*Task goal*:
The answer must consist of every line below containing "outline".
++++++++
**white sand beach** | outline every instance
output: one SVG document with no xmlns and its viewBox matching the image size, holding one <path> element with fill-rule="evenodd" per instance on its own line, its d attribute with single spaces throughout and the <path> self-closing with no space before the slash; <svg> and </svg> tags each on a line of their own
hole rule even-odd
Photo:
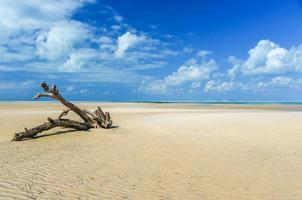
<svg viewBox="0 0 302 200">
<path fill-rule="evenodd" d="M 0 199 L 302 199 L 299 106 L 79 105 L 116 127 L 11 142 L 63 107 L 0 104 Z"/>
</svg>

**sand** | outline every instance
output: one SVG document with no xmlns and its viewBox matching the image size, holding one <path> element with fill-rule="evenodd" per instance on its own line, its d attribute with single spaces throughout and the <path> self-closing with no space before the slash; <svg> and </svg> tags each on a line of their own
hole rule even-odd
<svg viewBox="0 0 302 200">
<path fill-rule="evenodd" d="M 10 142 L 62 107 L 1 103 L 0 199 L 302 199 L 299 106 L 102 105 L 116 128 Z"/>
</svg>

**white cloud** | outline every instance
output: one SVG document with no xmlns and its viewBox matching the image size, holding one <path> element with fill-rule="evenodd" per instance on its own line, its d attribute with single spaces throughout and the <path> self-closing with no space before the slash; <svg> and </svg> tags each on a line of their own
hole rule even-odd
<svg viewBox="0 0 302 200">
<path fill-rule="evenodd" d="M 229 56 L 228 62 L 233 66 L 228 70 L 228 76 L 235 78 L 235 76 L 240 72 L 242 61 L 237 59 L 235 56 Z"/>
<path fill-rule="evenodd" d="M 302 45 L 289 50 L 269 40 L 261 40 L 248 52 L 245 61 L 231 57 L 234 67 L 229 75 L 266 75 L 302 72 Z"/>
<path fill-rule="evenodd" d="M 120 15 L 118 15 L 118 14 L 115 14 L 115 15 L 114 15 L 114 19 L 115 19 L 115 21 L 118 22 L 118 23 L 121 23 L 121 22 L 123 21 L 123 17 L 120 16 Z"/>
<path fill-rule="evenodd" d="M 209 80 L 204 88 L 205 92 L 209 91 L 218 91 L 218 92 L 226 92 L 234 89 L 243 89 L 244 85 L 240 82 L 234 82 L 234 81 L 215 81 L 215 80 Z"/>
<path fill-rule="evenodd" d="M 37 53 L 42 58 L 50 60 L 66 58 L 75 45 L 83 43 L 89 37 L 90 30 L 85 24 L 61 21 L 37 37 Z"/>
<path fill-rule="evenodd" d="M 167 76 L 165 78 L 165 81 L 170 85 L 180 85 L 184 82 L 208 79 L 210 73 L 216 66 L 215 62 L 213 60 L 202 64 L 199 64 L 197 62 L 198 61 L 195 59 L 188 61 L 172 75 Z"/>
<path fill-rule="evenodd" d="M 23 82 L 0 81 L 0 91 L 26 89 L 32 87 L 34 83 L 35 82 L 32 80 L 23 81 Z"/>
<path fill-rule="evenodd" d="M 143 79 L 140 70 L 163 67 L 167 57 L 177 55 L 173 45 L 125 24 L 112 8 L 107 9 L 106 24 L 95 26 L 73 19 L 91 2 L 0 0 L 0 71 L 133 83 Z M 110 29 L 112 25 L 115 30 Z"/>
<path fill-rule="evenodd" d="M 133 84 L 146 77 L 146 69 L 168 66 L 167 58 L 178 56 L 180 52 L 196 52 L 183 46 L 175 48 L 176 45 L 164 42 L 165 39 L 155 39 L 135 30 L 113 8 L 107 9 L 108 24 L 95 26 L 73 19 L 80 8 L 91 2 L 94 1 L 0 0 L 0 71 L 3 76 L 9 71 L 30 71 L 41 77 L 59 74 L 72 82 Z M 166 37 L 176 40 L 171 35 Z M 205 91 L 220 92 L 302 85 L 302 79 L 295 79 L 293 75 L 302 72 L 302 45 L 286 49 L 261 40 L 249 50 L 246 60 L 229 57 L 233 68 L 228 70 L 228 76 L 216 71 L 217 64 L 209 59 L 210 54 L 199 51 L 170 75 L 146 79 L 140 90 L 160 94 L 183 92 L 184 88 L 196 91 L 204 82 L 207 82 Z M 241 75 L 245 75 L 244 79 L 240 79 Z M 1 84 L 3 88 L 5 84 L 8 88 L 17 86 L 13 82 Z M 25 87 L 28 83 L 18 84 Z"/>
<path fill-rule="evenodd" d="M 80 49 L 69 55 L 68 60 L 58 69 L 62 72 L 80 72 L 92 65 L 97 53 L 92 49 Z"/>
<path fill-rule="evenodd" d="M 5 41 L 24 31 L 48 28 L 69 18 L 85 0 L 14 0 L 0 1 L 0 39 Z M 1 43 L 0 42 L 0 43 Z"/>
<path fill-rule="evenodd" d="M 191 88 L 192 89 L 195 89 L 195 88 L 198 88 L 198 87 L 200 87 L 200 85 L 201 85 L 201 82 L 193 82 L 192 84 L 191 84 Z"/>
<path fill-rule="evenodd" d="M 61 78 L 70 78 L 70 74 L 62 74 Z M 75 83 L 123 83 L 135 84 L 142 80 L 143 76 L 127 69 L 114 69 L 98 66 L 98 71 L 91 69 L 81 73 L 72 74 L 71 82 Z"/>
<path fill-rule="evenodd" d="M 88 26 L 70 18 L 89 2 L 93 1 L 0 1 L 0 70 L 55 71 L 88 35 Z"/>
<path fill-rule="evenodd" d="M 72 85 L 67 86 L 66 91 L 72 92 L 75 88 Z"/>
<path fill-rule="evenodd" d="M 124 57 L 127 49 L 134 47 L 136 44 L 143 42 L 145 39 L 145 36 L 137 36 L 136 34 L 126 32 L 125 34 L 118 37 L 115 57 Z"/>
<path fill-rule="evenodd" d="M 294 79 L 286 76 L 276 76 L 271 79 L 265 79 L 258 83 L 248 83 L 249 89 L 258 90 L 278 90 L 278 89 L 293 89 L 301 87 L 301 79 Z"/>
<path fill-rule="evenodd" d="M 112 25 L 111 29 L 115 32 L 119 32 L 122 29 L 122 26 L 120 25 Z"/>
<path fill-rule="evenodd" d="M 211 54 L 210 51 L 201 50 L 201 51 L 199 51 L 199 52 L 197 53 L 197 56 L 199 56 L 199 57 L 205 57 L 205 56 L 208 56 L 208 55 L 210 55 L 210 54 Z"/>
<path fill-rule="evenodd" d="M 288 86 L 293 83 L 293 79 L 285 76 L 278 76 L 272 78 L 272 83 L 275 85 Z"/>
<path fill-rule="evenodd" d="M 194 58 L 171 75 L 162 79 L 144 80 L 139 90 L 153 94 L 193 92 L 201 87 L 203 80 L 208 80 L 204 86 L 205 92 L 233 90 L 256 92 L 268 89 L 278 91 L 285 88 L 297 89 L 302 84 L 302 79 L 294 78 L 295 73 L 302 72 L 302 45 L 285 49 L 269 40 L 261 40 L 249 51 L 246 60 L 230 56 L 228 61 L 233 68 L 227 73 L 215 71 L 216 62 L 209 60 L 210 54 L 209 51 L 199 51 Z M 210 61 L 212 61 L 211 65 L 209 65 Z M 215 67 L 207 67 L 207 65 Z M 272 77 L 274 74 L 278 76 Z M 245 77 L 238 75 L 245 75 Z"/>
<path fill-rule="evenodd" d="M 112 41 L 112 38 L 111 37 L 108 37 L 108 36 L 101 36 L 99 39 L 98 39 L 98 42 L 100 44 L 112 44 L 113 41 Z"/>
<path fill-rule="evenodd" d="M 88 93 L 88 92 L 89 92 L 88 89 L 81 89 L 81 90 L 80 90 L 80 94 L 85 94 L 85 93 Z"/>
<path fill-rule="evenodd" d="M 302 79 L 294 79 L 286 76 L 276 76 L 273 78 L 262 78 L 262 80 L 246 79 L 244 82 L 239 81 L 221 81 L 209 80 L 205 85 L 204 91 L 210 92 L 227 92 L 231 90 L 246 90 L 246 91 L 264 91 L 264 90 L 278 90 L 278 89 L 293 89 L 300 88 Z"/>
<path fill-rule="evenodd" d="M 201 81 L 210 78 L 217 69 L 217 65 L 213 59 L 205 60 L 198 56 L 188 60 L 176 72 L 164 79 L 144 81 L 140 86 L 140 91 L 159 94 L 170 93 L 186 83 L 191 83 L 191 88 L 199 87 Z"/>
</svg>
++++++++
*Task result*:
**white sand beach** | outline every instance
**sand** | outline every instance
**white cloud** | outline every instance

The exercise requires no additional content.